■ **Selected text**
Our latest Belgian art article visits Bozar’s latest compelling exhibition.
Studiotopia. Colliding Epistemes. Science for Art’s sake?
After almost two years of Art&Science residencies, Bozar presents the artistic results (drawings, paintings, video artworks, experimental ceramics…) of a collaborative process in which science and tech laboratories have opened up to artistic invention to provide unconventional responses to planetary challenges.
The boundaries between science and art have been completely destabilized by the Anthropocene – the most recent period in Earth’s history, when human activity started to have a significant impact on the planet’s climate and ecosystems.
From 6 May’22 to 19 Jun.’22, Bozar is bringing together in its Bozar Lab artworks that emerged from a collaborative process in which science and tech laboratories have opened up to artistic invention. The impulse for such collaborations resides in the here and now of climate breakdown and biodiversity collapse, a planetary crisis.

■ **Work task A**
Duplicate the passage about the Bozar exhibition between "The boundaries between" and "a planetary crisis.", inclusive.
■ **Work task B**
Pick up the article on Bozar's Studiotopia exhibition from its last sentence and carry it forward.
Nothing in the rows that follow has any bearing on this.

Stored items:
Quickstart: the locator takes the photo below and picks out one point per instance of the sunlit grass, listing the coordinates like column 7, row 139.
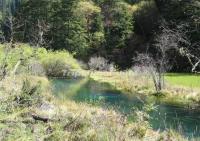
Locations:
column 187, row 80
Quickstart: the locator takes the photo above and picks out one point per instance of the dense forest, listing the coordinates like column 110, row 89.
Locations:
column 115, row 29
column 100, row 70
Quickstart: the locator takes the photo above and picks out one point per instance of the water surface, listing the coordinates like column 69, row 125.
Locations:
column 166, row 116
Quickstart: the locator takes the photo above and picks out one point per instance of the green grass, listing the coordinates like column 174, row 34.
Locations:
column 183, row 79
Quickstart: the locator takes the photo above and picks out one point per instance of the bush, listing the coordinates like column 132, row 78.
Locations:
column 100, row 64
column 38, row 61
column 30, row 95
column 58, row 64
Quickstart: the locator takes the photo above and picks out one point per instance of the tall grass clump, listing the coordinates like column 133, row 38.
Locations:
column 37, row 61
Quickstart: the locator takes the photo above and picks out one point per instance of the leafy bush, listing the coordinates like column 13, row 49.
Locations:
column 100, row 64
column 30, row 95
column 38, row 61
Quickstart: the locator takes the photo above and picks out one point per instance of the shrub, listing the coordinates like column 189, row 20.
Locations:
column 38, row 61
column 36, row 68
column 58, row 64
column 100, row 64
column 30, row 95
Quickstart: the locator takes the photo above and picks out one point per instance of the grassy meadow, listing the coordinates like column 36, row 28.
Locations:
column 182, row 79
column 29, row 111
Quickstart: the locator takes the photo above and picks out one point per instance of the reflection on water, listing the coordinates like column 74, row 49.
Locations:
column 166, row 116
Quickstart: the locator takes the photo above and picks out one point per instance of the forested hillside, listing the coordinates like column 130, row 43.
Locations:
column 115, row 29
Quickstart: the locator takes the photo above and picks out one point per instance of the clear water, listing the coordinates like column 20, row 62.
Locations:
column 166, row 116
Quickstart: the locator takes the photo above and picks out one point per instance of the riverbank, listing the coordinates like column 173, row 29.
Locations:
column 128, row 82
column 30, row 112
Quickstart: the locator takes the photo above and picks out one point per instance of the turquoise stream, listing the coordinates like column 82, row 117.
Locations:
column 180, row 119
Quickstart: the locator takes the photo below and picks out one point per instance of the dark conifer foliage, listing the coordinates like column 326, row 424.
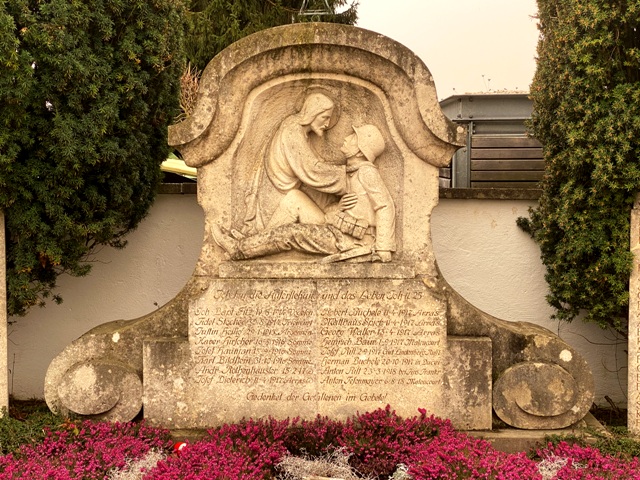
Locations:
column 87, row 90
column 586, row 94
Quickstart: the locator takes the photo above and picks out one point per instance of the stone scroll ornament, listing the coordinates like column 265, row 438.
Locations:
column 291, row 125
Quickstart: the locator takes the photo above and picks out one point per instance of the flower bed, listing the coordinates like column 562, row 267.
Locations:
column 375, row 444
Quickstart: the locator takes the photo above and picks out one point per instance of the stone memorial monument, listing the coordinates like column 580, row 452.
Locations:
column 317, row 291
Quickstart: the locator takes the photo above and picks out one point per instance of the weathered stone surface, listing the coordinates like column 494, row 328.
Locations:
column 467, row 382
column 540, row 382
column 95, row 388
column 317, row 290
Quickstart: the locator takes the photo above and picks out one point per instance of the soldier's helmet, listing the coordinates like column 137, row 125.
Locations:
column 370, row 141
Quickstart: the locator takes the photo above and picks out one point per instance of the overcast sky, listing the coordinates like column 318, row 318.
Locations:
column 469, row 46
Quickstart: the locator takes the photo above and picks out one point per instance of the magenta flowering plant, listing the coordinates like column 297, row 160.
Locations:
column 588, row 463
column 87, row 451
column 376, row 442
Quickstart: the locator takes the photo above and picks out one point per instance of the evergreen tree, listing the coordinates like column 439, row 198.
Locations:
column 215, row 24
column 586, row 94
column 87, row 90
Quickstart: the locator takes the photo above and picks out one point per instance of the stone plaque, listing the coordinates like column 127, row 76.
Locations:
column 303, row 347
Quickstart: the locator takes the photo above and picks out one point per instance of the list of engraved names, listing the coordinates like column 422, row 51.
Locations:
column 293, row 338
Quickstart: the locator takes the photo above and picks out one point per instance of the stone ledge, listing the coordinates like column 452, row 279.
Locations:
column 491, row 193
column 178, row 188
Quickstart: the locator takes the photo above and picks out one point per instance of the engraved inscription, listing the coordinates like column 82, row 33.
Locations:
column 316, row 341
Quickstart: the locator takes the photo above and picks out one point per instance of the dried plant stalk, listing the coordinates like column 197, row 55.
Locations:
column 189, row 82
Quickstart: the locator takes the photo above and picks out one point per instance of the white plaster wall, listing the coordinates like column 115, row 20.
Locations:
column 479, row 248
column 496, row 266
column 123, row 284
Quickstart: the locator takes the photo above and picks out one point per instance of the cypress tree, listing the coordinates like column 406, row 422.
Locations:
column 586, row 94
column 87, row 90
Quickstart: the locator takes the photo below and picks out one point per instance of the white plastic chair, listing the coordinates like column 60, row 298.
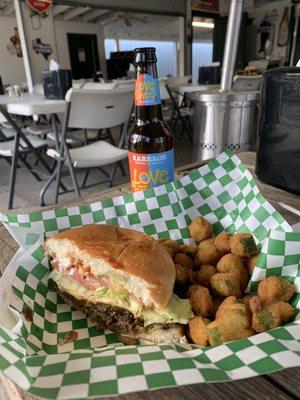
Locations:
column 99, row 86
column 38, row 128
column 92, row 109
column 15, row 151
column 172, row 112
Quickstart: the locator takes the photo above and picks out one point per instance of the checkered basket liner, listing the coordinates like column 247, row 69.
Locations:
column 55, row 352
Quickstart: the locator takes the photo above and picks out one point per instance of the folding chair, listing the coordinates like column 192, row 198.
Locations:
column 17, row 149
column 91, row 109
column 180, row 114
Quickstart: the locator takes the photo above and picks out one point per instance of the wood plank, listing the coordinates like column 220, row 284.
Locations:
column 247, row 389
column 287, row 380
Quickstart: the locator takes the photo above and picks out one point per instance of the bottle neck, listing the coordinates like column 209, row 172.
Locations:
column 147, row 96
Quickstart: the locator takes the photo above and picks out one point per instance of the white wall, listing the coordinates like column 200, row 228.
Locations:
column 61, row 29
column 11, row 67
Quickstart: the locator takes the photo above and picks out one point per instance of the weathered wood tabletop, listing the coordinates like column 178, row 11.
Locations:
column 282, row 385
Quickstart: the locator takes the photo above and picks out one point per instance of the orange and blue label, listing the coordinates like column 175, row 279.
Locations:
column 146, row 90
column 150, row 170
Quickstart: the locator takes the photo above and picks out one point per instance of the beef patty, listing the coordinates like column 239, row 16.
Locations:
column 105, row 316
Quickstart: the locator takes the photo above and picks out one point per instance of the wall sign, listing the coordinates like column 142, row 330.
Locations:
column 39, row 6
column 206, row 5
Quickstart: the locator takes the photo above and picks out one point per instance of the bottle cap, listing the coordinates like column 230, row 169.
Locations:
column 145, row 55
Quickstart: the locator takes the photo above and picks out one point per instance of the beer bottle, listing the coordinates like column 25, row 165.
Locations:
column 150, row 141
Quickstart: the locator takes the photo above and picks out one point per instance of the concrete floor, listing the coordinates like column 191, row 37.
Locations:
column 28, row 188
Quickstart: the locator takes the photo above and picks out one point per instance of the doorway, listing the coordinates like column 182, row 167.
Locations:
column 84, row 57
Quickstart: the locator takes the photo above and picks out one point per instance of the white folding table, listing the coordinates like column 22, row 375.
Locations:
column 29, row 105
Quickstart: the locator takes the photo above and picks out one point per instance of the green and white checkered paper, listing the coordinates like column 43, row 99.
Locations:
column 38, row 354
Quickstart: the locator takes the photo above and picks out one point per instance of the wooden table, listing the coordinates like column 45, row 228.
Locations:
column 282, row 385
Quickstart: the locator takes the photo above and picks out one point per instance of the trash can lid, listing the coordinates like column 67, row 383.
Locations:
column 225, row 96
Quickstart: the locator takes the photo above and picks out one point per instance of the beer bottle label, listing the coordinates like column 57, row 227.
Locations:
column 146, row 90
column 150, row 170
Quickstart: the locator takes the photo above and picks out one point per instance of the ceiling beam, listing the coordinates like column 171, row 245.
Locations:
column 101, row 20
column 160, row 7
column 75, row 13
column 59, row 9
column 9, row 9
column 92, row 15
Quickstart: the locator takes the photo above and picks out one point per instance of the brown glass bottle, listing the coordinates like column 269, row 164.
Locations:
column 150, row 141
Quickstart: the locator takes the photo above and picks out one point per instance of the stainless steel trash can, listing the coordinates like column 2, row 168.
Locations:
column 225, row 119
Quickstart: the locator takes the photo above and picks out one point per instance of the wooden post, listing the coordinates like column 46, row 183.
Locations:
column 26, row 60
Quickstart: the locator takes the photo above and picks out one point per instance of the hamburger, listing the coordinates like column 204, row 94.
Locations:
column 122, row 279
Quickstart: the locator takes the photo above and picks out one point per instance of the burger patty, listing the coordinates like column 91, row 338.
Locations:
column 105, row 316
column 113, row 318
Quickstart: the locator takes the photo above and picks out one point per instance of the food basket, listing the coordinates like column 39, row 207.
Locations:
column 54, row 352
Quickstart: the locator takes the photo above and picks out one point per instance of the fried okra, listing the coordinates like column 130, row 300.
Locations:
column 251, row 262
column 222, row 243
column 225, row 305
column 207, row 254
column 198, row 330
column 202, row 277
column 232, row 263
column 200, row 229
column 269, row 314
column 189, row 249
column 217, row 302
column 201, row 301
column 225, row 284
column 183, row 274
column 184, row 260
column 243, row 245
column 274, row 288
column 233, row 324
column 170, row 245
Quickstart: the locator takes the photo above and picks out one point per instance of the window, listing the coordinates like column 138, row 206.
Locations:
column 166, row 54
column 110, row 45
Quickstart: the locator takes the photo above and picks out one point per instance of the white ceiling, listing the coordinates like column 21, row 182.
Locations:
column 117, row 24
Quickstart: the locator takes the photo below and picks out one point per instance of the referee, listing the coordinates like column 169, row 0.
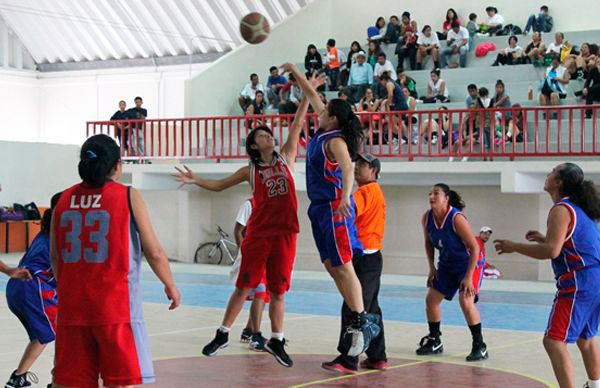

■ **Expected answer A**
The boundaries between science and art have been completely destabilized by the Anthropocene – the most recent period in Earth’s history, when human activity started to have a significant impact on the planet’s climate and ecosystems.
From 6 May’22 to 19 Jun.’22, Bozar is bringing together in its Bozar Lab artworks that emerged from a collaborative process in which science and tech laboratories have opened up to artistic invention. The impulse for such collaborations resides in the here and now of climate breakdown and biodiversity collapse, a planetary crisis.

■ **Expected answer B**
The exhibition Colliding Epistemes. Science for Art’s sake? investigates the consequences of bringing artistic positions and scientific expertise into close proximity, exploring the friction that arises from the collision of disciplines, methodologies and mindsets. The diversity of approaches in this exhibition reflects the eclectic palette of scientific expertise in the Studiotopia project, from oncology and psychology to chemistry and biology. The results? They are equally wide-ranging: from drawings and paintings, to video artworks and experimental ceramics.
Above: Sandra Lorenzi’s collaborative project together with Belgian scientist Jean-Christophe Marine is the question How to Read Poetry to Cancer Cells? It includes a film in which poetry is read aloud in Latin to cancer cells, including excerpt from Ovid’s Metamorphosis while shots of the healing stone malachite point to sensorial flows that cannot be captured by the apparatus of mainstream science.